= TUGAS 1 =
Dalam artikel tentang pendidikan AI dan coding untuk anak SD, mulai tahun ajaran berapa Kemendikdasmen akan menerapkan mata pelajaran tersebut?
= TUGAS 2 =
Lanjutkan artikel tentang pendidikan AI dan coding untuk anak SD, dimulai setelah kalimat terakhirnya.

= KUTIPAN UNTUK DIBACA =
# # # # #
Bahayanya anak SD Belajar AI dan Coding
- Istimewa
YOGYAKARTA, VIVA Jogja - Kementrian Pendidikan Dasar dan Menengah (Kemendikdasmen) akan segera menerapkan pendidikan kecerdasan buatan (AI) dan coding pada tahun ajaran 2025/2026 sebagai mata pelajaran (mapel) pilihan untuk anak kelas 5 Sekolah Dasar (SD).
Menanggapi rencana pemerintah ini, peneliti transformasi digital dari Center for Digital Society (CfDS) UGM, Iradat Wirid menyatakan, pemerintah tidak perlu terburu-buru untuk memberikan pendidikan AI dan Coding bagi siswa SD.
Menurutnya pemerintah terkesan latah dalam menanggapi tren teknologi AI. Padahal penyampaian materi tersebut bisa memberikan dampak negatif bagi anak jika tidak diperkuat dengan literasi digital yang cukup. "Dalam pelaksanaannya, kita perlu penyampaian materi yang berjenjang. Jangan sampai kita langsung mengajarkan aplikasi AI ke anak SD, itu akan jadi bencana. Kita harus membekali anak dengan logika, etika, dan literasi digital terlebih dahulu," tegasnya, Senin (19/05/2025).
# # # # #
= DATA MENTAH =
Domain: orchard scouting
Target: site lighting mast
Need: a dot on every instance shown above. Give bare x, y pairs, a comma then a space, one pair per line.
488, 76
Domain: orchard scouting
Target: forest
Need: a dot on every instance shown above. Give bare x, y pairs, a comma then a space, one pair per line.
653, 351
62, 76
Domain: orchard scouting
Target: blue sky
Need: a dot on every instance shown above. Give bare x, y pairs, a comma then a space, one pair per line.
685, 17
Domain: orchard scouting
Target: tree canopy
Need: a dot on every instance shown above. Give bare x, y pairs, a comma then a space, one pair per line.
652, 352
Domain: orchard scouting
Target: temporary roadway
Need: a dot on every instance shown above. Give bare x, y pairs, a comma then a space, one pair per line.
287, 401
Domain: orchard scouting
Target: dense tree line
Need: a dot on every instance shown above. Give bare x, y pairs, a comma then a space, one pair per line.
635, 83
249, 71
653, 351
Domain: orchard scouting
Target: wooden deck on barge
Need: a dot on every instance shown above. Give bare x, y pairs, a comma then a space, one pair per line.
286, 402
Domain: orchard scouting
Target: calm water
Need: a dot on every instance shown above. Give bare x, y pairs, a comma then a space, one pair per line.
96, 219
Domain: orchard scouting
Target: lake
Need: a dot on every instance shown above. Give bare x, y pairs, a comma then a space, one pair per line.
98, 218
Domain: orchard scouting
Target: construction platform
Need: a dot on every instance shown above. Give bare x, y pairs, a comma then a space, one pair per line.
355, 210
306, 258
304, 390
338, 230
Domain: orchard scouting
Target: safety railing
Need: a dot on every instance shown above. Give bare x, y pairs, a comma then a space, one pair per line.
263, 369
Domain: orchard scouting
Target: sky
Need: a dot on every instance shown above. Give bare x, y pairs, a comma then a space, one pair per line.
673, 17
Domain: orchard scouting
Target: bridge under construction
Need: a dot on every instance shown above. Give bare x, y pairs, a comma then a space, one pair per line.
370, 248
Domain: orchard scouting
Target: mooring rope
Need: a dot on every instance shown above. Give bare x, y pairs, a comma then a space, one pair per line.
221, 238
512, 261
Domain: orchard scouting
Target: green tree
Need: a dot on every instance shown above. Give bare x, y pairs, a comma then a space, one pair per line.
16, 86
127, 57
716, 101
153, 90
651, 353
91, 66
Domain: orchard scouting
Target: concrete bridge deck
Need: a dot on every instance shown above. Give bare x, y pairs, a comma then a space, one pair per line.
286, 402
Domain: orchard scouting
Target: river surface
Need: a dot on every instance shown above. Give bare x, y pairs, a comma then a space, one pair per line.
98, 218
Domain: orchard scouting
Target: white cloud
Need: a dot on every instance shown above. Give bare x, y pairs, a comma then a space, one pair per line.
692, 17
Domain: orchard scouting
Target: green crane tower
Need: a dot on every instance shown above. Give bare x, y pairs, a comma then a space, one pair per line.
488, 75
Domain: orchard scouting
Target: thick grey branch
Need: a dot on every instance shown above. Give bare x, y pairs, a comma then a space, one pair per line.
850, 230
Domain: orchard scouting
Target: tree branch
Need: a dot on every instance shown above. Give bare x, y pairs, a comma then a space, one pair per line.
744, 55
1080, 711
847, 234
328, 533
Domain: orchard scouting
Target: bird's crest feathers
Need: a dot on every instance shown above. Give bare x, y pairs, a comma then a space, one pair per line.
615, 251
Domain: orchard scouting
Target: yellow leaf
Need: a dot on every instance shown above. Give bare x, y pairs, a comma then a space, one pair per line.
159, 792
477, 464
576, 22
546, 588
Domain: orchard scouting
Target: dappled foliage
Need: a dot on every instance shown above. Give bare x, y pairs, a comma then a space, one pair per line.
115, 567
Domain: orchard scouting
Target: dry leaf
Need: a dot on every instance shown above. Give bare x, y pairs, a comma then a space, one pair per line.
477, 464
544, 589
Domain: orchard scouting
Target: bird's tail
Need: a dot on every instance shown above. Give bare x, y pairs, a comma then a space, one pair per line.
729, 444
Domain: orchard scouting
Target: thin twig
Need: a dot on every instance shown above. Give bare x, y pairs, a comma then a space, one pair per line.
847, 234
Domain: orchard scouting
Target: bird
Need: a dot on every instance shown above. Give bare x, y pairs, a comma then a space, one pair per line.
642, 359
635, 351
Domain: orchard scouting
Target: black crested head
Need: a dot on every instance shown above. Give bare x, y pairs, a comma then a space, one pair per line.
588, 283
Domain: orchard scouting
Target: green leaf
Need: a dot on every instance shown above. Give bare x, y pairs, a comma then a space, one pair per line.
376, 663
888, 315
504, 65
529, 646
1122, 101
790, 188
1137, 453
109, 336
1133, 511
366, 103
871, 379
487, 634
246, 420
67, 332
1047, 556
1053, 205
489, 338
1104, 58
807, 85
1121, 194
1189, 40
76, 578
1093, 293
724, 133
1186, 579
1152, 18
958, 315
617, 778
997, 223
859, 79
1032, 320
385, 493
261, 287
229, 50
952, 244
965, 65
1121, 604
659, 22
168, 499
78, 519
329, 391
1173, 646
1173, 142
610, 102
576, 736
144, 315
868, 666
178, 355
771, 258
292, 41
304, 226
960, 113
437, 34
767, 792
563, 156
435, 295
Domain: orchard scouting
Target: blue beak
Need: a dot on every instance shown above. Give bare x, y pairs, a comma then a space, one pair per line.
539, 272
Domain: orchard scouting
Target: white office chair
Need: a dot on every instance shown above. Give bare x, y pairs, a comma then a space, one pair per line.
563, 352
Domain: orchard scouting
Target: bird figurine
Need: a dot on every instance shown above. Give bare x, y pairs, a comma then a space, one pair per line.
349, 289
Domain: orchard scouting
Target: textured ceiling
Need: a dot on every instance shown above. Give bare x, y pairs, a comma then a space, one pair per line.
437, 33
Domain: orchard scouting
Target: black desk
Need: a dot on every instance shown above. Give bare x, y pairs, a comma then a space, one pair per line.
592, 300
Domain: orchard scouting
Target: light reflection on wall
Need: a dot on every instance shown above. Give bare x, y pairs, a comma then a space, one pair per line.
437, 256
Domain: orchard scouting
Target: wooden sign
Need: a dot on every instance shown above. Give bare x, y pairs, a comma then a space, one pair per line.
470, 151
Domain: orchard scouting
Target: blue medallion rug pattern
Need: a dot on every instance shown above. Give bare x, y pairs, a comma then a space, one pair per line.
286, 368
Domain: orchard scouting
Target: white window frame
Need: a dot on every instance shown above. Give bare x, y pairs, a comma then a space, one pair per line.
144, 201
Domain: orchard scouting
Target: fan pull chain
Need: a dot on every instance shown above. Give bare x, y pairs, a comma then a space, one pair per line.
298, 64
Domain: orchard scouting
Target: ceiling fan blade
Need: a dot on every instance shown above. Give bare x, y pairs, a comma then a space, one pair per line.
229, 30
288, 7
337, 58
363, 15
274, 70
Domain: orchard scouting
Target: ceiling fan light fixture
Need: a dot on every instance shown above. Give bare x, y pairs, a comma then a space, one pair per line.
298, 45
# # # # #
= JAWABAN YANG DIHARAPKAN 1 =
Tahun ajaran 2025/2026.

= JAWABAN YANG DIHARAPKAN 2 =
Iradat menilai ada tiga fondasi penting yang harus melekat dalam kurikulum AI untuk pendidikan dasar dan menengah di Indonesia. Pertama adalah etika. Menurutnya, pengenalan AI kepada pelajar tidak boleh semata-mata menonjolkan kecanggihan aplikasi, tapi harus disertai pemahaman soal hak, dampak, dan batasan penggunaannya. "Jangan sampai hanya sebatas mengajarkan penggunaan aplikasinya saja. Apalagi mengajarkan cara pakai ChatGPT ke anak SD karena kita akan melahirkan generasi yang instan," paparnya.
Kedua, literasi. Ia menilai literasi digital pelajar perlu ditata ulang secara mendasar dengan mencakup kemampuan memilah informasi yang layak, memahami aturan, dan mengetahui mana yang etis serta legal dalam konteks penggunaan teknologi. "Teknologi harus dikendalikan manusia, bukan kita yang terombang-ambing. Pendekatan berbasis kemanusiaan salah satunya melalui literasi digital yang terus ditingkatkan harus menjadi dasar,” ungkapnya.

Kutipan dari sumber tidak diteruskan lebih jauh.